PASSAGE GIVEN
Start

Exhibits contained in the record show that, immediately following the enactment of the enabling legislation, representatives of the public utilities operating in Illinois met with personnel of the Illinois Commerce Commission and a formula was approved for the addition of a percentage to be added to the net (pretax) billings "in order for them [the utilities] to retain the same amount of dollars after the municipal tax is applied as before the tax was applied." These percentages, determined by means of an algebraic equation, are added to the billings and passed on to the customers. In this case they equal 6.5% of the customer's pretax bill.
In his complaint plaintiff alleged that defendant's computation of "gross receipts" to which the tax was applicable did not conform to the statutory definition of "gross receipts"; was capable of being compounded to infinity; was irrational, unreasonably burdensome, and oppressive; and deprived plaintiff of due process. Plaintiff also averred that the Illinois Commerce Commission had no power to adjudicate the validity and constitutionality of an ordinance or statute; that he was without an adequate remedy at law; and that the large number of Bell customers in Chicago, the common questions of law and fact, and the advantages of a single common judgment required that the suit be maintained as a class action. In his prayer for relief plaintiff sought a declaration that the part of the message tax constituting a tax on itself was illegal, invalid, and a violation of due process; he also asked that the circuit court temporarily and permanently enjoin defendants from collecting the alleged excess amounts, or, alternatively, that the court order the money paid into a protest fund, pending the outcome of the cause; that the court order Bell to make a complete accounting of the Chicago message tax collected by it; and that judgment be entered ordering refunds of excessive amounts paid by Bell's Chicago customers.
Bell filed a motion to dismiss, asserting that the municipal tax was an occupational tax on the business of transmitting messages by electricity, and not a tax on the telephone subscribers. The amounts shown as city taxes in its bills, Bell argued, were, therefore, merely part of the total price for telephone service. Since plaintiff's contention was, essentially, that an excessive amount was charged for service, Bell argued, plaintiff was required to seek a remedy before the Illinois Commerce Commission, which has primary jurisdiction over telephone rates. (Ill. Rev. Stat. 1977, ch. 111 2/3, pars. 36, 76.) The city filed a motion to dismiss, substantially similar to Bell's motion, alleging also that the "taxpayer" was Bell and that the Illinois Commerce Commission was the proper forum in which plaintiff should seek a remedy.

End

INFORMATION PROVIDED

Start

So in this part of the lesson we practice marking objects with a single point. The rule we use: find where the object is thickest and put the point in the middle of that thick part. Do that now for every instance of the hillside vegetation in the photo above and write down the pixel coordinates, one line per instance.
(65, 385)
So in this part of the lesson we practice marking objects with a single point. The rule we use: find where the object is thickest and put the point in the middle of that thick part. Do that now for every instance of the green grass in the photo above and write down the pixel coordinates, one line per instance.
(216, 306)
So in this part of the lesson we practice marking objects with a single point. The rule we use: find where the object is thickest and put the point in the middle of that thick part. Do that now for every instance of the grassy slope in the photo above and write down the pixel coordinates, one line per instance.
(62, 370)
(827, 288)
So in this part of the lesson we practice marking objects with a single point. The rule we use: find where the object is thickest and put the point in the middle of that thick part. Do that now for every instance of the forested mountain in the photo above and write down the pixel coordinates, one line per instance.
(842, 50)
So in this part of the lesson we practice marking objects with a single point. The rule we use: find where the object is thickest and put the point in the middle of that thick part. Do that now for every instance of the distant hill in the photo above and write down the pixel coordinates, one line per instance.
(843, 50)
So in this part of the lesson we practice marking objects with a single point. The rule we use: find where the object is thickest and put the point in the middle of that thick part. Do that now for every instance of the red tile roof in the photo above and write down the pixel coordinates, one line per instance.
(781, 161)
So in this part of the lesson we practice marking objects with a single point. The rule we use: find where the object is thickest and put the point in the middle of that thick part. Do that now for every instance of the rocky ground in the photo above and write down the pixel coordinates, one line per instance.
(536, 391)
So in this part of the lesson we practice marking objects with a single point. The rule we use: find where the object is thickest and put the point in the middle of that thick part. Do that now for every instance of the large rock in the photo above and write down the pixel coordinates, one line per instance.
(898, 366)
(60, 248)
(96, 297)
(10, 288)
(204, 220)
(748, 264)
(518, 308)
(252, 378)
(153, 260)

End

SET OF TASKS
[a] In the rows, from the line containing "of the large" through the last row, inclusive, replace "thickest" with "widest" and leave everything else unchanged.
[b] Continue the account of the Chicago message tax suit from the point where it stops.

EXPECTED RESULTS
[a]
So in this part of the lesson we practice marking objects with a single point. The rule we use: find where the object is widest and put the point in the middle of that thick part. Do that now for every instance of the large rock in the photo above and write down the pixel coordinates, one line per instance.
(898, 366)
(60, 248)
(96, 297)
(10, 288)
(204, 220)
(748, 264)
(518, 308)
(252, 378)
(153, 260)

[b]
Plaintiff filed a memorandum in opposition to the motions and defendants, upon leave of court, filed a joint motion to dismiss, averring that the factual allegations in plaintiff's complaint failed to state a cause of action and were insufficient to support either a cause of action in the circuit court or a class action, and that the circuit court lacked primary jurisdiction to order refunds of excessive telephone rates. Alternatively, defendants maintained that if the complaint stated a cause of action it was for declaratory judgment rather than equitable relief and the cause should be transferred from the chancery division of the circuit court.
The circuit court, finding that defendants had improperly construed the gross receipts base of the city message tax to include the tax itself, entered an order denying the motions to dismiss the complaint and issued a preliminary injunction. The injunction directed Bell to pay into a special protest fund that portion of the municipal message tax charge which exceeded 5% of "gross receipts" and that part of the additional charge for collection and accounting based on the excessive tax. The court allowed the cause to proceed as a class action and reserved for later consideration the other items of relief sought by plaintiff.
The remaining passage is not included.